## WHAT YOU SHOULD DO
Recast everything from the line containing "Query: desk leg base block" down to the end of the listing as a JSON list of strings, one string per line, leaving out any blank lines.

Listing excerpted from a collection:

_____

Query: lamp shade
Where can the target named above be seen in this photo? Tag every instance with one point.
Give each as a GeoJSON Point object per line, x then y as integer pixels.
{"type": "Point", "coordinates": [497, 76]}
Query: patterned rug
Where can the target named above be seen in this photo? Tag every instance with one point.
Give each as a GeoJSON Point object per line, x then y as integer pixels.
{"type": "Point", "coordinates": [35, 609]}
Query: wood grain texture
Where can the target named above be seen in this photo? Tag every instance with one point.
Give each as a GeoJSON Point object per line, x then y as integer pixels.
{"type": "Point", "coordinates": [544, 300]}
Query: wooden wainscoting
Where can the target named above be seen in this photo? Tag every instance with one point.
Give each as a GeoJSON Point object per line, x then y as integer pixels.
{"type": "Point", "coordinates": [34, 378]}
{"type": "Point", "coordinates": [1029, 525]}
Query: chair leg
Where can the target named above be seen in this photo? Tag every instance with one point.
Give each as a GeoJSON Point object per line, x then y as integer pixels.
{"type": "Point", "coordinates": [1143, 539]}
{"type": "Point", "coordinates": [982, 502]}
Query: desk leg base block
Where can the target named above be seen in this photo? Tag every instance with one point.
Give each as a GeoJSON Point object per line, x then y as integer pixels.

_____

## REPLY TO THE EXERCISE
[
  "Query: desk leg base block",
  "Where can the target named above be seen in this photo? Tag every instance with one point.",
  "Give each as a GeoJSON Point object per line, x then y as integer pixels."
]